**Required action**
Every entry in the listing below is to be output unchanged.

....

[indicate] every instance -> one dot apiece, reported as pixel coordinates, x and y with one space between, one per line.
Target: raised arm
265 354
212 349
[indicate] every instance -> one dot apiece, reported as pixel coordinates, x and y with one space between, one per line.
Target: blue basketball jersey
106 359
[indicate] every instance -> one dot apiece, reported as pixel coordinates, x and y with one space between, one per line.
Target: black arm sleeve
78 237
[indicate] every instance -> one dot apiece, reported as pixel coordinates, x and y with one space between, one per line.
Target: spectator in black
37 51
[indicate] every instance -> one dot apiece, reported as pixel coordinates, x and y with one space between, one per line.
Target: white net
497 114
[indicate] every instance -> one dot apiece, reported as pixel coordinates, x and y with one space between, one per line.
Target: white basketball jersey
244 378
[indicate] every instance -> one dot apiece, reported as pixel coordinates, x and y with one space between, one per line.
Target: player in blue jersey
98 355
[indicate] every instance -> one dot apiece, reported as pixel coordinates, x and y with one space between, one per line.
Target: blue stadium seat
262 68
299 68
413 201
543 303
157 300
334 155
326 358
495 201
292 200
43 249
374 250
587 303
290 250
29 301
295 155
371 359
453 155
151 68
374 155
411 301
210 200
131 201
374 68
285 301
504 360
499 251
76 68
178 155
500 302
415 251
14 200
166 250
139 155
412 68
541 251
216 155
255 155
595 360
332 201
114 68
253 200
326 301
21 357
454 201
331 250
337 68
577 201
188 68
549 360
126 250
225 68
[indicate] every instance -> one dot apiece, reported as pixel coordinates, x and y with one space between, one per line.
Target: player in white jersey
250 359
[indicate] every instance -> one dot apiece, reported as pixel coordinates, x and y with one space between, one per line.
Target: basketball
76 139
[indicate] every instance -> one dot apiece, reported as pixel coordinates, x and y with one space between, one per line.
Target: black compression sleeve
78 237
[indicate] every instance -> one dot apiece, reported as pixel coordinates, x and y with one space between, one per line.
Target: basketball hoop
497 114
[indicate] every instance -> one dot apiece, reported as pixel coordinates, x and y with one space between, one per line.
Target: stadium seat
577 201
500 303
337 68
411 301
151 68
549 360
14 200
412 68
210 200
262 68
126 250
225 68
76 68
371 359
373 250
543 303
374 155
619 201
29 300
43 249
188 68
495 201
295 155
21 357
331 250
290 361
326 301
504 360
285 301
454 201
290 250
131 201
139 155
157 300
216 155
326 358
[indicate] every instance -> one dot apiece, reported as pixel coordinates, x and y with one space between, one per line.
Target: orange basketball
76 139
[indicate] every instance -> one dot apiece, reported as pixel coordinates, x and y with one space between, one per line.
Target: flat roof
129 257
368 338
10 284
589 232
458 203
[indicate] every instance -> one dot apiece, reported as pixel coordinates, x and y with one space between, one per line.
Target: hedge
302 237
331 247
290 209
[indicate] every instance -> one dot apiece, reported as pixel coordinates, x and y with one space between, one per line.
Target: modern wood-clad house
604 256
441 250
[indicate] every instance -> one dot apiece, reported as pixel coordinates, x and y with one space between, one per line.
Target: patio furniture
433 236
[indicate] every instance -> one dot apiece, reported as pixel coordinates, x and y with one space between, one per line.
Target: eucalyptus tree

....

**Solution to this task**
[indicate] every instance -> one dot apiece, reported as pixel coordinates, x and y with one space between, one per line.
Target: raised arm
265 354
212 349
[indicate] every instance -> one dot apiece, reported as pixel coordinates, x and y with one space between, one per line.
Target: blue basketball jersey
106 359
[indicate] every instance -> one dot apiece, reported as pixel coordinates, x and y with one space between, one per line.
Target: black arm sleeve
78 237
[indicate] every instance -> one dot apiece, reported as pixel coordinates, x and y with one space between, one per line.
Target: spectator in black
37 51
[indicate] every instance -> one dot apiece, reported as pixel coordinates, x and y with one space between, one per line.
Target: white net
497 114
[indicate] every instance -> one dot apiece, reported as pixel coordinates, x and y with one space between, one per line.
Target: white basketball jersey
244 378
[indicate] every instance -> one dot apiece, reported as pixel coordinates, x and y with one space between, one per line.
Target: player in blue jersey
98 355
[indicate] every instance -> one dot apiece, reported as pixel coordinates, x and y with one space between, one per line.
Target: blue stadium seat
262 68
299 68
413 201
543 303
157 300
334 155
326 358
495 201
292 200
43 249
374 250
587 303
290 250
29 301
295 155
371 359
453 155
151 68
374 155
411 301
210 200
131 201
374 68
285 301
504 360
499 251
76 68
178 155
500 302
415 251
14 200
166 250
139 155
412 68
541 251
216 155
255 155
595 360
332 201
114 68
253 200
326 301
21 357
454 201
331 250
337 68
577 201
188 68
549 360
126 250
225 68
[indicate] every instance -> one dot apiece, reported as pixel coordinates, x and y with one space between, one per line.
Target: player in white jersey
250 359
[indicate] every instance -> one dot apiece, reported as pixel coordinates, x and y with one space between, one per line.
Target: basketball
76 139
[indicate] every instance -> one dot apiece, reported as pixel coordinates, x and y with one space between, one per line.
Target: black compression sleeve
78 237
[indicate] every instance -> one dot apiece, reported as pixel coordinates, x and y with one space between, one per line.
Target: basketball hoop
497 114
[indicate] every instance -> one dot apiece, reported as pixel coordinates, x and y with one space between, one per line.
Target: stadium seat
577 201
500 303
337 68
411 301
151 68
549 360
14 200
412 68
210 200
262 68
126 250
225 68
76 68
371 359
373 250
543 303
374 155
619 201
29 300
43 249
188 68
495 201
295 155
21 357
331 250
290 361
326 301
504 360
285 301
454 201
290 250
131 201
139 155
157 300
216 155
326 358
[indicate] every instance -> one dot apiece, reported as pixel coordinates, x and y with one space between, one per line.
Target: orange basketball
76 139
[indicate] every instance -> one dot apiece, reported as pixel coordinates, x and y with one space between, one per line.
Target: flat roof
129 257
368 338
10 284
589 232
458 203
[indicate] every instance -> one dot apiece, reported as pixel coordinates, x and y with one space between, one per line.
Target: hedge
302 237
331 247
290 209
[indicate] every instance -> one dot apiece, reported as pixel coordinates, x and y with one space between, one per line.
Target: modern wood-clad house
604 256
441 250
[indicate] every instance -> one dot apiece, reported as pixel coordinates, x and y with one space between, one per line.
Target: patio furniture
433 236
[indicate] every instance -> one dot apiece, reported as pixel coordinates, x and y with one space between, one per line.
Target: eucalyptus tree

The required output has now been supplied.